Object point labels:

****

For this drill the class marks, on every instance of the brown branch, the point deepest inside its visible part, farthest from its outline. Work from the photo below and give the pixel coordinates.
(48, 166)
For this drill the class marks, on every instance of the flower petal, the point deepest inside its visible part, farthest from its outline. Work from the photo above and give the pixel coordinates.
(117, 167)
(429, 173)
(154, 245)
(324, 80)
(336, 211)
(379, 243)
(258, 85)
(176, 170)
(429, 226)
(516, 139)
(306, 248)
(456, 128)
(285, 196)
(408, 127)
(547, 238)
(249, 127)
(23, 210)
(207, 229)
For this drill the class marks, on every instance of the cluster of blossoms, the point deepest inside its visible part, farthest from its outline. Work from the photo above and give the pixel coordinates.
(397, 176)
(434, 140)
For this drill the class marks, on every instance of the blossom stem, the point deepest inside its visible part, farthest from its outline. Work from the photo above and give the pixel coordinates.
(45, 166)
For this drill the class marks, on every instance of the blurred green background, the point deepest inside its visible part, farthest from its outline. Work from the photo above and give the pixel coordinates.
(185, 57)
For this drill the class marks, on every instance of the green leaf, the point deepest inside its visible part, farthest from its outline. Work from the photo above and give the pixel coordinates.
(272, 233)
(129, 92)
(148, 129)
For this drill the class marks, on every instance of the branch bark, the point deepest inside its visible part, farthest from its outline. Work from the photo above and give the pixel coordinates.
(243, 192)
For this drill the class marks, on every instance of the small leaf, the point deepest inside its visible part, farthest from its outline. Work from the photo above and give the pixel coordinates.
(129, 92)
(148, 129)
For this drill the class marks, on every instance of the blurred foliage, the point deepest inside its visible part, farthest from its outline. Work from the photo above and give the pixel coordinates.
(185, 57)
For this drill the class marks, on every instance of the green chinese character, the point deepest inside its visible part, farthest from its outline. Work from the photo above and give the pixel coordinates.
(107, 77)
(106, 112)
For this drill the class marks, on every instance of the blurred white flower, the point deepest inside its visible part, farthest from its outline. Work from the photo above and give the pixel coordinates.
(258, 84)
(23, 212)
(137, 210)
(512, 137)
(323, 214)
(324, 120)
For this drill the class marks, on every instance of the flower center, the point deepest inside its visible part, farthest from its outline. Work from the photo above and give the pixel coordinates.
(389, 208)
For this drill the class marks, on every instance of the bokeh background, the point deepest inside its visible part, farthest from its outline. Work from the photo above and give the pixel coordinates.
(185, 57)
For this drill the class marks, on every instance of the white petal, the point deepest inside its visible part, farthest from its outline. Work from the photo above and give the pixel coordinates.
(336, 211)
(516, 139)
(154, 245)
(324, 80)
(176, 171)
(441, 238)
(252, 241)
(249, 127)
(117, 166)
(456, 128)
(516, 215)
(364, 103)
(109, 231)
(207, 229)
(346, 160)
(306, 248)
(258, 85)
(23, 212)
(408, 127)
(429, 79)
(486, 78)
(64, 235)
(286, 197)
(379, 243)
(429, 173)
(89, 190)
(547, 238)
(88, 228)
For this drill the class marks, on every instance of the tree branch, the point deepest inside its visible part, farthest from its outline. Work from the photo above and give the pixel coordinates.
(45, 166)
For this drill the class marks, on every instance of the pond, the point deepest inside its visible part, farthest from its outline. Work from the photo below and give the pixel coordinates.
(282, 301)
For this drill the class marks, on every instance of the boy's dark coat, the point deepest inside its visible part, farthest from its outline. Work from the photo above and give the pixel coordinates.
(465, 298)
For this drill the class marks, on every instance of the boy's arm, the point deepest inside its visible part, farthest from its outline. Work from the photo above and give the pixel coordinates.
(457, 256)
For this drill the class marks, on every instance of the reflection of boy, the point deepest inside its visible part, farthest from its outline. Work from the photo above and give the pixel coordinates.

****

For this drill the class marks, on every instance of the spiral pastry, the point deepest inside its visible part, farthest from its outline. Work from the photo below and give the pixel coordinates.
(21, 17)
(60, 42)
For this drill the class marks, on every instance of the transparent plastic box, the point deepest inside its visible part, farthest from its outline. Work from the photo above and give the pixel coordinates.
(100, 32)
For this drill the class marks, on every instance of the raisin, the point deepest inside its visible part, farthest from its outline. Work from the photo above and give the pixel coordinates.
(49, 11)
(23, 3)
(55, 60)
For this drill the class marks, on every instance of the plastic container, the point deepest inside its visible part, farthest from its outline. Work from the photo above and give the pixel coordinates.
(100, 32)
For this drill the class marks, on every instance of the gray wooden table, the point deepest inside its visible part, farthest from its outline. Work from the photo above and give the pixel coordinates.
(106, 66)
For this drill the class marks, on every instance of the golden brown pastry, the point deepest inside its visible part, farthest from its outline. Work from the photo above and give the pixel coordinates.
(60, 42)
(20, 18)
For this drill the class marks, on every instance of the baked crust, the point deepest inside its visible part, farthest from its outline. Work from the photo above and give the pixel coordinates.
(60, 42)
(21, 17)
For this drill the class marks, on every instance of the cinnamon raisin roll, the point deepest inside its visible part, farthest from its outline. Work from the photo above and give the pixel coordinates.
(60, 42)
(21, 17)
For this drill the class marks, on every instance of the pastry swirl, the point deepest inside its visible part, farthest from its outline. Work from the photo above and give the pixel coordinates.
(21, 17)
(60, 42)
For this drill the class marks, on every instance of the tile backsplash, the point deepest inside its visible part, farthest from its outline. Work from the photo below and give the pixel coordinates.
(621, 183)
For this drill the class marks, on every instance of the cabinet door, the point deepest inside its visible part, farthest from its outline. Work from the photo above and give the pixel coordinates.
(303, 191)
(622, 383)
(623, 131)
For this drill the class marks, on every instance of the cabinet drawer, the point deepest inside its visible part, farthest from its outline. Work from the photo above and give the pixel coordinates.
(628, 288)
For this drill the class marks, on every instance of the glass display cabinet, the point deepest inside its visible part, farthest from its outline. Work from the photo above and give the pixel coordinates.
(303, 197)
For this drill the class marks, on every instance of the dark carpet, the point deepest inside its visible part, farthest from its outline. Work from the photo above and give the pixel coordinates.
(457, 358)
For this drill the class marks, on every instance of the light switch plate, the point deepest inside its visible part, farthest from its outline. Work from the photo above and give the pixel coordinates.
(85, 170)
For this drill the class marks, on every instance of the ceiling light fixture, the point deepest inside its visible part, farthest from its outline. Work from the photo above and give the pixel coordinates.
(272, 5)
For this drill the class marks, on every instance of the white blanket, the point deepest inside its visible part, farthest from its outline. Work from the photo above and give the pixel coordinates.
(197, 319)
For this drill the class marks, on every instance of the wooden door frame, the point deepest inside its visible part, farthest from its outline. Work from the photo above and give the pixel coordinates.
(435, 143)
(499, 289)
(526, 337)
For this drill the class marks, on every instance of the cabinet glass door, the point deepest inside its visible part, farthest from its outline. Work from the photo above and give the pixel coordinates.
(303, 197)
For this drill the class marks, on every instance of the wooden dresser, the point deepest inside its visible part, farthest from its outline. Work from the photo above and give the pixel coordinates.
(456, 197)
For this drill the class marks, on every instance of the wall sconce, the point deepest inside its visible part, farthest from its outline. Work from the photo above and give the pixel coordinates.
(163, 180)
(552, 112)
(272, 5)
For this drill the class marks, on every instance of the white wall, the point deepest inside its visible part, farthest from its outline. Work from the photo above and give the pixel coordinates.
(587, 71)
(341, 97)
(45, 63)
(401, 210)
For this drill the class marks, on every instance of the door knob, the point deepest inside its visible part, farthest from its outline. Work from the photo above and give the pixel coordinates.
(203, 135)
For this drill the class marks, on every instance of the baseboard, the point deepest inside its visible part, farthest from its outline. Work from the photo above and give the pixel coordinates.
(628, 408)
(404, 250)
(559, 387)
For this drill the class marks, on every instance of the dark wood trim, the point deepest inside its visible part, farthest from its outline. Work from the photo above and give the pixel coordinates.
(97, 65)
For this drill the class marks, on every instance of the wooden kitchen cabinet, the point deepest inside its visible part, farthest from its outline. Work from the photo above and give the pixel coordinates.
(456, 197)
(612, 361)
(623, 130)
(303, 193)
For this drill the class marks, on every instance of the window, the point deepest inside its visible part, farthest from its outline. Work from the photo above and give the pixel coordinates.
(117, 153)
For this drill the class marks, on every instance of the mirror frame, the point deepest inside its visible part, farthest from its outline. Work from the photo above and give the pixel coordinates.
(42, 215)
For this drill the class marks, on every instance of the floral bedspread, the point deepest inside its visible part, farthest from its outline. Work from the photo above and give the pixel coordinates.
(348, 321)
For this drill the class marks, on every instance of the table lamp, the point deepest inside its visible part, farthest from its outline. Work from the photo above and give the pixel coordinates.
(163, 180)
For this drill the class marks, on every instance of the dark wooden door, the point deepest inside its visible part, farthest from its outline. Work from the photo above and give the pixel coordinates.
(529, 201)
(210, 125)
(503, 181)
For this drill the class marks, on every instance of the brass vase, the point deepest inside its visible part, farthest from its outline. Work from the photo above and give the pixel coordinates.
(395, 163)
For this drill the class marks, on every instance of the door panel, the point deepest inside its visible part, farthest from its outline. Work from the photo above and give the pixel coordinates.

****

What needs to be done:
Pull out every line of the records above that contains the string "raisin". Case counts.

Final result:
For this drill the class marks, on every instance of the raisin, the point deepest inside its visible part, farthest from its outline. Work from the photo above and give the pixel coordinates.
For this drill the class marks, on every instance of the cinnamon raisin roll, the point deepest inside its visible part, farthest from its outline. Work from the photo above and give the pixel coordinates.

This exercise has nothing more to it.